### [Action item]
Go through the entries and write each one out again unchanged.
══════════════════════════════
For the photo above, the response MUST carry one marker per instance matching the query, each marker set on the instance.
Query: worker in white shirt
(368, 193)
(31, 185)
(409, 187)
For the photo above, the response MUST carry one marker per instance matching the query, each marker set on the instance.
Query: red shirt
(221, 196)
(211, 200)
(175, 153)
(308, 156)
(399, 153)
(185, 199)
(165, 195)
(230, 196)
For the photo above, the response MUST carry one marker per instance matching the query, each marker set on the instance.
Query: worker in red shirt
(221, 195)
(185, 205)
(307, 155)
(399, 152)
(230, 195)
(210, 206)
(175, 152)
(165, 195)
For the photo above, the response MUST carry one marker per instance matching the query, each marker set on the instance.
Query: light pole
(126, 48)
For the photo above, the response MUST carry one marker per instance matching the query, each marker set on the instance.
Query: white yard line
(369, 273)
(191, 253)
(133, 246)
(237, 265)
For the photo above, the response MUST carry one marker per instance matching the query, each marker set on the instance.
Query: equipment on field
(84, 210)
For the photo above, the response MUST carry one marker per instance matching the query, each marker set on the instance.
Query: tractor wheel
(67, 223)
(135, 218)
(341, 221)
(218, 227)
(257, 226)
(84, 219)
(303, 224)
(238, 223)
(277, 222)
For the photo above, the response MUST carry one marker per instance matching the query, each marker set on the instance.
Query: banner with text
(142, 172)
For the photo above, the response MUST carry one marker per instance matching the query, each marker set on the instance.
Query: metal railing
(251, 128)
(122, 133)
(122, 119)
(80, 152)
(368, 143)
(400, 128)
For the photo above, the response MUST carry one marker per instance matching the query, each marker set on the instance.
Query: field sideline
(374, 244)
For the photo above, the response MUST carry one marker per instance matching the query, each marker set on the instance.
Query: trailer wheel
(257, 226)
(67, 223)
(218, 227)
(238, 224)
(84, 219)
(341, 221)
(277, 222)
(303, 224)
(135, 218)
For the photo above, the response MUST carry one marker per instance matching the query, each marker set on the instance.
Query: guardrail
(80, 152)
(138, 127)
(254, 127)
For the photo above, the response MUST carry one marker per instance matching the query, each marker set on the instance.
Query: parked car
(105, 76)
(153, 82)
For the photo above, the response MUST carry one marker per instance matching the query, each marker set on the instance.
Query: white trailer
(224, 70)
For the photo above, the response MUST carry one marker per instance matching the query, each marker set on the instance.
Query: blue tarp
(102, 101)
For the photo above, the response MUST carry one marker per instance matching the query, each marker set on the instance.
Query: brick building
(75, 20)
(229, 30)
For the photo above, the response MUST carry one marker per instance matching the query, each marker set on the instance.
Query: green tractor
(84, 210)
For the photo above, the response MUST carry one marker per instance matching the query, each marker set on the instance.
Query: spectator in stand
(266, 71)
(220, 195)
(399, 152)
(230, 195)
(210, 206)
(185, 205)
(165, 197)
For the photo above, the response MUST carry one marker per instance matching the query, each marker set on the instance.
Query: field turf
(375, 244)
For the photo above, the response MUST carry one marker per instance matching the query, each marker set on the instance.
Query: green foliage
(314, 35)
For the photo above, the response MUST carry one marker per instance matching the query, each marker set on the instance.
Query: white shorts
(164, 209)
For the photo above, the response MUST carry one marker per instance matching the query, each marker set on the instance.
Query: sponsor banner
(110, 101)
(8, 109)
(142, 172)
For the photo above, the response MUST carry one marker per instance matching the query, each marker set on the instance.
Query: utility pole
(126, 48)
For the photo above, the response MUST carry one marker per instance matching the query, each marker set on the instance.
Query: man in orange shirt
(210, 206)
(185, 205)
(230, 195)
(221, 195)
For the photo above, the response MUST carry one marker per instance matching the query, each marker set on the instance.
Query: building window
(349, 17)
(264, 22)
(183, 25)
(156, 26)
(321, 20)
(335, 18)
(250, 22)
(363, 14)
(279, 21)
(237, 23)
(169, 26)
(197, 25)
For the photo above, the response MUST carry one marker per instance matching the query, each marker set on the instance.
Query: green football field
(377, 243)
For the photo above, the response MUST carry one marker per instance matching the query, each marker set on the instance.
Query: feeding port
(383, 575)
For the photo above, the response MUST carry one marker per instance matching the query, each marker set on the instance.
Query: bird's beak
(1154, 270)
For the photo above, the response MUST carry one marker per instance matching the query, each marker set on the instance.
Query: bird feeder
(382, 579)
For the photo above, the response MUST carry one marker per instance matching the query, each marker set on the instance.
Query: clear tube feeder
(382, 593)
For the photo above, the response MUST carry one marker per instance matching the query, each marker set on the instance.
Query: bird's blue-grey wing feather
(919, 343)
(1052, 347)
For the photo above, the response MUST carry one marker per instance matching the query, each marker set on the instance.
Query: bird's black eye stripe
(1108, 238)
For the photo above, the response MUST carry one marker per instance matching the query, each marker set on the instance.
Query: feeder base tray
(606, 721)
══════════════════════════════
### [Result of the task]
For the photo above, the response MUST carry one marker per instance matching the query, each marker set on the instance.
Query: worker in white shirt
(368, 193)
(31, 185)
(409, 187)
For the photo above, the response MUST carry one marker per instance matching the query, each marker set on the instance.
Query: red shirt
(221, 196)
(211, 200)
(175, 153)
(308, 156)
(399, 153)
(185, 199)
(165, 195)
(230, 196)
For the photo above, the response MUST carry one marker per instance matching the query, each marker set on the instance.
Query: worker in red shirt
(221, 195)
(185, 205)
(307, 155)
(399, 152)
(230, 195)
(210, 206)
(175, 152)
(165, 195)
For the photo above, the response MUST carry one marker per instance matching the query, each marker set on the instance.
Query: light pole
(126, 48)
For the photo above, the response MUST carry one marker per instance matching the query, each marker set on the instance.
Query: white yard line
(369, 273)
(191, 253)
(133, 246)
(237, 265)
For the photo above, the response MUST carry one marker per instance matching the query, each marker set on the instance.
Query: equipment on field
(84, 210)
For the photo above, the response MUST carry one marker per instance matching the query, each marker set on the instance.
Query: tractor wheel
(67, 223)
(135, 218)
(341, 221)
(218, 227)
(257, 226)
(84, 219)
(303, 224)
(238, 223)
(277, 222)
For the photo above, the response MUST carry one marker per instance matching the query, each marker set on the instance.
Query: banner with text
(142, 172)
For the photo above, the response MUST carry one marker per instance matching the query, each marker set on the instance.
Query: metal railing
(251, 128)
(122, 133)
(122, 119)
(80, 152)
(368, 143)
(400, 128)
For the photo above, the response MUST carry one marker per instance matching the query, each marker set on the instance.
Query: field sideline
(374, 244)
For the photo above, the response MUST carry one marker per instance matching the query, each marker set on the instance.
Query: trailer wheel
(257, 226)
(67, 223)
(218, 227)
(238, 224)
(84, 219)
(341, 221)
(277, 222)
(303, 224)
(135, 218)
For the photo above, the response MUST carry one marker per instance matching the query, each marker set on the instance.
Query: guardrail
(80, 152)
(138, 127)
(254, 127)
For the photo above, the response MUST carry one marker per instance matching the query, each marker set on the instance.
Query: parked car
(105, 76)
(153, 82)
For the photo above, the response MUST carry one marker per instance matching the query, each marker set on the instance.
Query: white trailer
(224, 70)
For the photo above, the response MUST carry one marker per instance matching the query, each marker set on the instance.
Query: blue tarp
(102, 101)
For the photo above, the response MUST carry one marker per instance matching the query, each marker set on the instance.
Query: brick building
(75, 20)
(229, 30)
For the photo above, the response MUST carry one marker per instance matching the query, each marker set on the instance.
Query: green tractor
(84, 210)
For the photo above, the response MUST carry one marker per instance matching the query, each marker set on the instance.
Query: spectator in stand
(266, 71)
(220, 195)
(399, 152)
(230, 195)
(210, 206)
(185, 205)
(165, 197)
For the photo above, the response MUST carry one marker per instance matching the query, each marker set on the instance.
Query: field turf
(375, 244)
For the photo above, the response MUST carry one marker per instance matching the query, each marker set on the instance.
Query: green foliage
(314, 35)
For the photo above, the response MUST carry one marker per instance matching the query, each marker set on the instance.
Query: white shorts
(164, 209)
For the photo above, the response MUST carry one marker per instance matching the query, each marker set on the instance.
Query: sponsor banner
(110, 101)
(8, 109)
(142, 172)
For the photo above, the response MUST carry one marker per instance matching the query, each marker set on the instance.
Query: utility pole
(126, 48)
For the photo above, the response MUST carry one marker per instance matching the query, each marker set on the instance.
Query: man in orange shirt
(210, 206)
(185, 205)
(230, 195)
(221, 195)
For the photo above, the response MUST carry one marker per instance matching the query, each marker set on the instance.
Query: building window
(349, 17)
(264, 22)
(183, 25)
(156, 26)
(321, 20)
(335, 18)
(250, 22)
(363, 14)
(279, 21)
(237, 23)
(169, 26)
(197, 25)
For the photo above, the response MUST carry one marker per instance matching the query, each marker set on the instance.
Query: green football field
(377, 243)
For the photo above, the response MUST carry one marker per instance matching the query, each marker set on the instance.
Query: feeding port
(383, 575)
For the photo above, the response MUST carry one marker per instance matching the query, each marker set on the instance.
Query: bird's beak
(1154, 270)
For the photo above, the response MUST carry one marker per instance matching the query, each marker set on the instance.
Query: bird feeder
(382, 579)
For the photo above, the response MUST carry one marker per instance matching the query, each marker set on the instance.
Query: clear tube feeder
(382, 593)
For the photo above, the response MUST carry one marker per instance matching the query, each marker set on the instance.
Query: bird's blue-grey wing feather
(919, 343)
(1052, 347)
For the photo above, the response MUST carry one marker per instance matching the query, each marker set on the instance.
Query: bird's black eye stripe
(1108, 238)
For the photo above, the response MUST carry one marker per instance matching the query, each marker set on the instance.
Query: feeder base tray
(606, 721)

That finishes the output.